Directions for this task = Rewrite all of the lines below with every "at dusk" changed to "at dawn" and nothing else altered. Leave out the pictures.

Recorded information =
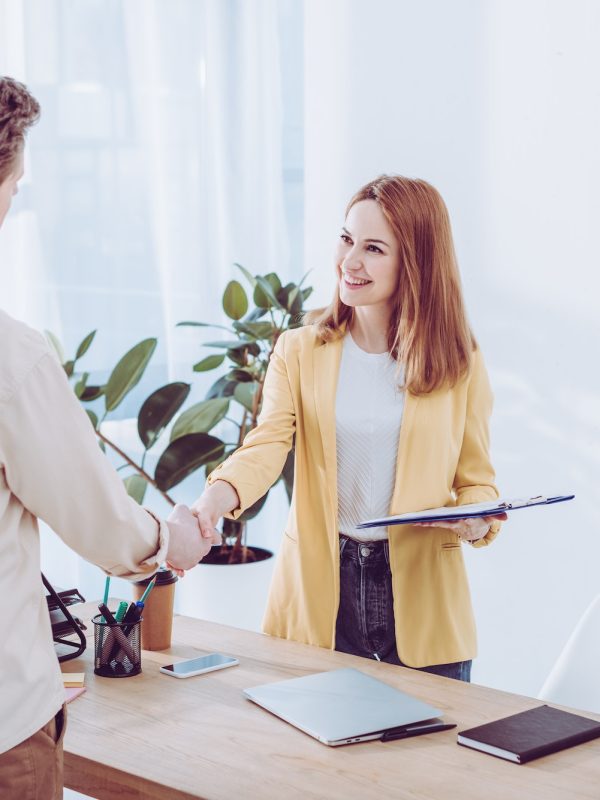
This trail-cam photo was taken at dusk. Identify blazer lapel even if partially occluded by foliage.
[389,392,423,514]
[313,338,343,534]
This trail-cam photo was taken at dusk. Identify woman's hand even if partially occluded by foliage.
[414,512,508,542]
[190,481,240,539]
[166,504,221,577]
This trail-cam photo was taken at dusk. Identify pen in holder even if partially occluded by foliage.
[92,614,142,678]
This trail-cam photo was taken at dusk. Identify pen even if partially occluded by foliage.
[381,722,456,742]
[102,576,110,622]
[136,575,156,608]
[98,603,136,664]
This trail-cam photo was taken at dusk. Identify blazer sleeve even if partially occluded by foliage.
[0,346,168,580]
[453,349,502,547]
[207,333,296,519]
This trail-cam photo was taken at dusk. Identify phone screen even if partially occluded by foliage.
[163,653,236,675]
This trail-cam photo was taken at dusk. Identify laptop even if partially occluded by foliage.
[244,669,446,747]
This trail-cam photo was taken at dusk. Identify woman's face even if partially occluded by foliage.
[0,152,23,228]
[336,200,400,307]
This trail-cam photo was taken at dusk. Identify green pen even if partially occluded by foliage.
[115,600,129,622]
[100,575,110,622]
[136,575,156,608]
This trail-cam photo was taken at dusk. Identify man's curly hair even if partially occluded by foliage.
[0,78,40,183]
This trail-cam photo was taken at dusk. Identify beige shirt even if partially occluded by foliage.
[0,311,168,753]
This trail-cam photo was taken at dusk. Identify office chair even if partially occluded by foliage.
[538,595,600,714]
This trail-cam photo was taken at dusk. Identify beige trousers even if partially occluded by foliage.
[0,705,67,800]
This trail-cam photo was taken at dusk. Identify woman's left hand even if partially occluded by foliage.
[414,513,508,542]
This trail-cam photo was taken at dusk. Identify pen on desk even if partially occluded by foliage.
[98,603,135,664]
[136,575,156,608]
[381,722,456,742]
[102,576,110,622]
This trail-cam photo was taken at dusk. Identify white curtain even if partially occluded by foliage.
[0,0,289,382]
[0,0,301,597]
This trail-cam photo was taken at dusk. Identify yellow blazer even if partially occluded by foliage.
[209,326,500,667]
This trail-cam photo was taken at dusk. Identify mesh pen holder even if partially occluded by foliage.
[92,614,142,678]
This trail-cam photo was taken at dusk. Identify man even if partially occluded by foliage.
[0,78,220,800]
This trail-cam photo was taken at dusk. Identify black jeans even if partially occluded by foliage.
[335,535,471,682]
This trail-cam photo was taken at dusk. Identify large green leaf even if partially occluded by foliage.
[233,321,276,339]
[171,397,229,442]
[138,383,191,448]
[233,381,260,412]
[79,386,105,403]
[44,331,65,364]
[205,369,252,400]
[194,356,225,372]
[85,408,98,430]
[154,433,225,492]
[75,331,96,361]
[104,339,156,411]
[223,281,248,319]
[244,308,267,322]
[123,474,148,505]
[254,272,281,308]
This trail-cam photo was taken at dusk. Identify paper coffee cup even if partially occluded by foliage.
[133,567,177,650]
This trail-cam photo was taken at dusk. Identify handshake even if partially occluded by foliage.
[166,504,221,576]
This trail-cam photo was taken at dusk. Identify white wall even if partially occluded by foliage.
[304,0,600,694]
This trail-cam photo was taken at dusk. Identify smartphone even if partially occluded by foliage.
[160,653,240,678]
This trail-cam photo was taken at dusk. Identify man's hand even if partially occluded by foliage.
[167,504,221,576]
[191,480,240,537]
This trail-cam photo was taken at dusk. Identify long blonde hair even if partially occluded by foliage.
[305,175,477,395]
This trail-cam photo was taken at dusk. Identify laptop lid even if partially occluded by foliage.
[244,669,442,746]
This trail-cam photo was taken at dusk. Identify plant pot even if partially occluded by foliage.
[175,547,275,631]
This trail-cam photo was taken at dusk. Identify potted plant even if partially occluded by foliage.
[47,264,312,564]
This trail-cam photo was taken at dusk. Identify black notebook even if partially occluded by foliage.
[458,706,600,764]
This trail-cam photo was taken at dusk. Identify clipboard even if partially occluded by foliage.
[356,494,575,530]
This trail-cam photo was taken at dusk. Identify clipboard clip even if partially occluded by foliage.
[498,494,552,508]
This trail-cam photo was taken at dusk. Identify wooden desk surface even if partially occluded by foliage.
[62,604,600,800]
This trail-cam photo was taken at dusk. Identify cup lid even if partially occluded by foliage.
[135,567,178,586]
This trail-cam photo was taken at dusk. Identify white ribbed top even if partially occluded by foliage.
[335,333,404,542]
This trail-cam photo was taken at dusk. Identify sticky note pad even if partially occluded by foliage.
[62,672,85,688]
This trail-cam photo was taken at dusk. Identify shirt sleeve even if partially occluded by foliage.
[208,333,296,519]
[454,349,502,547]
[0,351,168,580]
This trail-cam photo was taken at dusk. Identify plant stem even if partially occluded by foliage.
[96,430,175,506]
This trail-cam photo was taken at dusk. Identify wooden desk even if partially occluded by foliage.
[63,604,600,800]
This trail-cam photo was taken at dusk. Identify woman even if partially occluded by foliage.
[192,176,506,681]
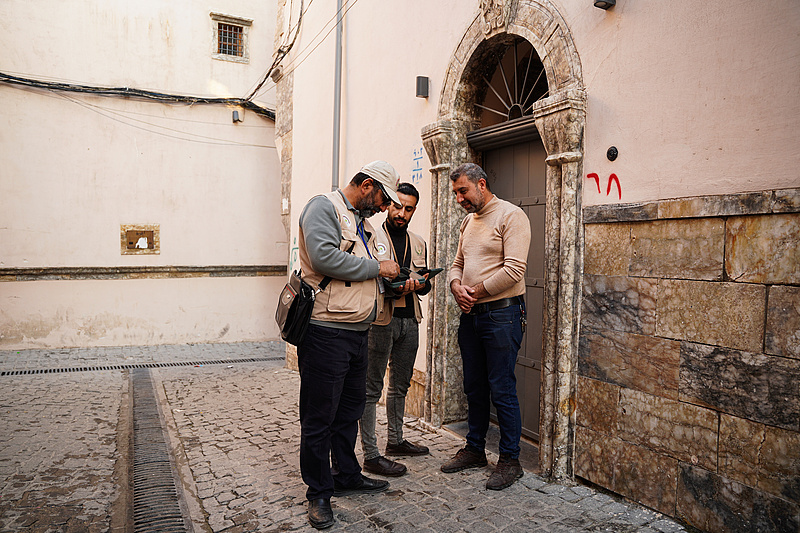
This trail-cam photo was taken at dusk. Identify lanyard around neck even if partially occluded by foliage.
[356,219,373,259]
[383,221,411,266]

Exercise result =
This trail-cam photo was taken at dawn. Identify blazer lapel even if partially occluded by foliage.
[389,392,423,514]
[313,338,343,534]
This trail-cam photo was taken at dawn. Identify woman's hand even if partially occluded by foliage.
[414,512,508,542]
[190,481,240,539]
[166,504,221,577]
This trail-cam photo was taken at dawn. Identify pen in holder even if partially occluded by foliage.
[92,614,142,678]
This trail-cam photo was taken at dawn. Identify pen even if partially occluded by foliage.
[381,722,456,742]
[102,576,110,622]
[136,575,156,608]
[98,603,136,664]
This trail-cam photo was taken at dawn. Identify blazer sleeve even if partially occluded by foliage.
[0,346,168,580]
[453,349,502,547]
[207,333,296,519]
This trail-cam photo was taken at dawn. Identify phone screen even if partially occluded by foliage.
[163,653,236,675]
This trail-cam photo was taken at dawn. Identify laptop even if partially occluded by foliage.
[244,669,446,747]
This trail-cam photo was taken at dawn. Identify woman's face even if partially occluded by foliage.
[0,152,23,228]
[336,200,400,307]
This trail-cam photo was taken at dawn. Identify green pen even if partially occluded by foliage.
[115,600,129,622]
[100,575,110,622]
[136,575,156,608]
This trail-cam photo was taken at dawn. Identify man's curly hair even if partially occluded by foliage.
[0,78,40,183]
This trail-cam photo was taken at dawn. Identify beige shirt even if partially occluded by foliage.
[0,311,168,753]
This trail-cam photo was taken at dawn. Identify office chair even if partially occluded by foliage.
[538,595,600,714]
This trail-cam photo was taken at dawn. Identify beige trousers even if partially occluded by foliage.
[0,705,67,800]
This trail-cam photo was taken at dawn. Identify woman's left hand even if partially occluded by foliage.
[414,513,508,542]
This trail-cam photo was taken at dawn. Identify pen on desk even if partially occluded by foliage.
[98,603,135,664]
[136,575,156,608]
[381,722,456,742]
[102,576,110,622]
This trail-cam photo was taken at dawn. Identify white curtain even if partially occluded by foliage.
[0,0,289,382]
[0,0,301,597]
This trail-cam photo was taken at dawn. Identify yellow blazer even if partially occluded by foliage.
[209,326,500,667]
This trail-cam photo was taken at dawn. Identify mesh pen holder even if partially occluded by foliage.
[92,614,142,678]
This trail-cam photo was taken at dawn. Identify man even if partially occluded by foliage.
[0,78,220,800]
This trail-cam photo was taken at dawn. Identify black jeans even if partially occluded by foliage.
[335,535,471,682]
This trail-cam photo was taken at dawn. Identify large green leaf even if partially occluded by foliage.
[233,321,276,339]
[171,397,229,442]
[138,383,191,448]
[233,381,260,412]
[79,386,105,403]
[44,331,65,364]
[205,369,252,400]
[194,356,225,372]
[85,408,98,430]
[154,433,225,492]
[75,331,96,361]
[104,339,156,411]
[223,281,248,319]
[244,308,267,322]
[123,474,148,505]
[254,272,281,308]
This trail-cam photo was taken at dawn. Identify paper coffee cup even if partially occluded by foliage.
[133,567,177,650]
This trail-cam photo was taken at dawn. Identify handshake even if partially occluded by foliage.
[166,504,221,576]
This trail-cam photo was taken at dawn. Identify white wall even if partially occluded by foliage.
[304,0,600,694]
This trail-cam photo was taken at dawn. Identify smartphone even if partially occluded by foliage.
[160,653,240,678]
This trail-cam photo was taken at dawn. Identify man's hand even if partially occluded by foliage.
[167,504,221,576]
[191,480,240,537]
This trail-cam photo was taken at dawn. Identify long blonde hair even if partially occluded by foliage.
[305,175,477,395]
This trail-cam photo was taken at dawn. Identify laptop lid even if partially occluded by foliage.
[244,669,442,746]
This trail-cam photo was taken at dawn. Identify plant pot even if partially occluded by foliage.
[175,547,275,631]
This trail-cam photo was taken at dawn. Identify potted plant even if partially occluded by foliage.
[47,264,312,564]
This trail-cam photo was taken at dawn. Identify black notebook even if partially occluded by foliage.
[458,706,600,764]
This trail-cam photo was taken at dawn. Identify clipboard even if partially occluded by foliage.
[356,494,575,530]
This trail-cam photo was taken at dawn. Identify clipboard clip even if partially occluded by foliage.
[498,494,552,508]
This trail-cam photo was taken at dawn. Identify wooden desk surface even if partially occluded by foliage.
[62,604,600,800]
This trail-cam photo was taken at dawn. Identify cup lid even if partially occluded by foliage.
[135,567,178,586]
This trail-cam photo was taken at dawn. Identify white ribbed top even if partially occluded by foliage.
[335,333,404,542]
This trail-cam photo was taken at dawn. Identify sticky note pad even if partially occluded by foliage.
[62,672,85,688]
This trail-cam photo was taken at dawn. Identify shirt sleeve even if partially occluded by foliage.
[208,333,296,519]
[454,349,502,547]
[0,351,168,580]
This trail-cam photo was taken at dawn. Identify plant stem even if partially occluded by foliage.
[96,430,175,506]
This trail-cam photo was taken at dawn. Identify wooden desk even if partially occluded by foliage.
[63,604,600,800]
This trail-cam photo was taken at dawn. Identify woman even if partially occluded by foliage.
[192,176,506,681]
This trail-cam photo was taken at dawn. Identify lanyard around neck even if partially occluded by foliage.
[356,219,373,259]
[383,221,411,266]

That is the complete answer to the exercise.